• _TASK TO COMPLETE_
In full and without alteration, reproduce every record.

• _AVAILABLE DATA_
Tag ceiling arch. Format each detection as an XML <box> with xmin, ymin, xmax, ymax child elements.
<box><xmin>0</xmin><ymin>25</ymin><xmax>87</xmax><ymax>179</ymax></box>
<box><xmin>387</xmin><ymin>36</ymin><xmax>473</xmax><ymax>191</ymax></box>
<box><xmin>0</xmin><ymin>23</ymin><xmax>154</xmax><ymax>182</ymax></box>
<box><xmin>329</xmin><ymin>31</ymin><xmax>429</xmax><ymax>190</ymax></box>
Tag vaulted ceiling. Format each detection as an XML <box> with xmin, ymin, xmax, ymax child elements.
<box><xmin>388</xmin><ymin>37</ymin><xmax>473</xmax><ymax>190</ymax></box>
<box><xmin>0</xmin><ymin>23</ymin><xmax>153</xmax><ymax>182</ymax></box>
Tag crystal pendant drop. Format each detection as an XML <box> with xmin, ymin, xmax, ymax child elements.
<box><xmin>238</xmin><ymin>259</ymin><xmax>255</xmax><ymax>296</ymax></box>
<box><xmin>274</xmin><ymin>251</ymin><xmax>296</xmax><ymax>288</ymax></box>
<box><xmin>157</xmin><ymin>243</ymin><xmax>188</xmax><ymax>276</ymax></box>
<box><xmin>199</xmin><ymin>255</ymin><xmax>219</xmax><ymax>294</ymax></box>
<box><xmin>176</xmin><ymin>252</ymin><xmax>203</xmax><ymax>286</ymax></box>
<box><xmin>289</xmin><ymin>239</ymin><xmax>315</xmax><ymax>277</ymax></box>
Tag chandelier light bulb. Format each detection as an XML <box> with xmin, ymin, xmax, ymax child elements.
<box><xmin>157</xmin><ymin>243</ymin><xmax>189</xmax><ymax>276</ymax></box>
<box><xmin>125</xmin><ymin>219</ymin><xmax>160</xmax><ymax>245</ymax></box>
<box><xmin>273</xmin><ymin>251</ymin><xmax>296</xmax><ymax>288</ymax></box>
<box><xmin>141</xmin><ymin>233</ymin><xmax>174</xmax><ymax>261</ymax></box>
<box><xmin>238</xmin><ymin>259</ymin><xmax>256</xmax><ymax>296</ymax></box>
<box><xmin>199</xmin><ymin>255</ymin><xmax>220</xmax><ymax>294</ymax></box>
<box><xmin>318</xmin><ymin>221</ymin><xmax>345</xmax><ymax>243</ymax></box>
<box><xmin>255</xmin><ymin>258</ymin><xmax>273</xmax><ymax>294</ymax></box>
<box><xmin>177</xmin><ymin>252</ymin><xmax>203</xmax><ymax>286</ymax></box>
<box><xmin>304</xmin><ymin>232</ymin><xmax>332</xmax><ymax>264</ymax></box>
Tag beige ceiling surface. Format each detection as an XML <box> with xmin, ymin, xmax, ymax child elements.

• _ANSWER TO THE EXERCISE_
Tag ceiling arch. Format each detection as an XML <box> with xmin, ymin, xmax, ymax child elements.
<box><xmin>0</xmin><ymin>25</ymin><xmax>87</xmax><ymax>179</ymax></box>
<box><xmin>387</xmin><ymin>36</ymin><xmax>473</xmax><ymax>191</ymax></box>
<box><xmin>0</xmin><ymin>23</ymin><xmax>154</xmax><ymax>182</ymax></box>
<box><xmin>329</xmin><ymin>31</ymin><xmax>429</xmax><ymax>190</ymax></box>
Tag vaulted ceiling. Format each detection as an XML <box> with xmin, ymin, xmax, ymax child elements.
<box><xmin>388</xmin><ymin>37</ymin><xmax>473</xmax><ymax>190</ymax></box>
<box><xmin>0</xmin><ymin>23</ymin><xmax>153</xmax><ymax>182</ymax></box>
Tag crystal pendant drop. Format each detection as an XML <box> with xmin, ymin, xmax, ymax child elements.
<box><xmin>238</xmin><ymin>259</ymin><xmax>255</xmax><ymax>296</ymax></box>
<box><xmin>274</xmin><ymin>251</ymin><xmax>296</xmax><ymax>288</ymax></box>
<box><xmin>157</xmin><ymin>243</ymin><xmax>188</xmax><ymax>276</ymax></box>
<box><xmin>199</xmin><ymin>255</ymin><xmax>219</xmax><ymax>294</ymax></box>
<box><xmin>176</xmin><ymin>252</ymin><xmax>203</xmax><ymax>286</ymax></box>
<box><xmin>289</xmin><ymin>239</ymin><xmax>315</xmax><ymax>277</ymax></box>
Tag chandelier light bulb. Format each detection as an XML <box> with xmin, ymin, xmax, ymax child elements.
<box><xmin>157</xmin><ymin>243</ymin><xmax>189</xmax><ymax>276</ymax></box>
<box><xmin>125</xmin><ymin>219</ymin><xmax>160</xmax><ymax>245</ymax></box>
<box><xmin>273</xmin><ymin>251</ymin><xmax>296</xmax><ymax>288</ymax></box>
<box><xmin>141</xmin><ymin>233</ymin><xmax>174</xmax><ymax>261</ymax></box>
<box><xmin>238</xmin><ymin>259</ymin><xmax>256</xmax><ymax>296</ymax></box>
<box><xmin>199</xmin><ymin>255</ymin><xmax>220</xmax><ymax>294</ymax></box>
<box><xmin>318</xmin><ymin>221</ymin><xmax>345</xmax><ymax>243</ymax></box>
<box><xmin>255</xmin><ymin>258</ymin><xmax>273</xmax><ymax>294</ymax></box>
<box><xmin>177</xmin><ymin>252</ymin><xmax>203</xmax><ymax>286</ymax></box>
<box><xmin>304</xmin><ymin>232</ymin><xmax>332</xmax><ymax>264</ymax></box>
Tag beige ceiling surface. Format each detection as an XML <box> with xmin, ymin, xmax, ymax child elements.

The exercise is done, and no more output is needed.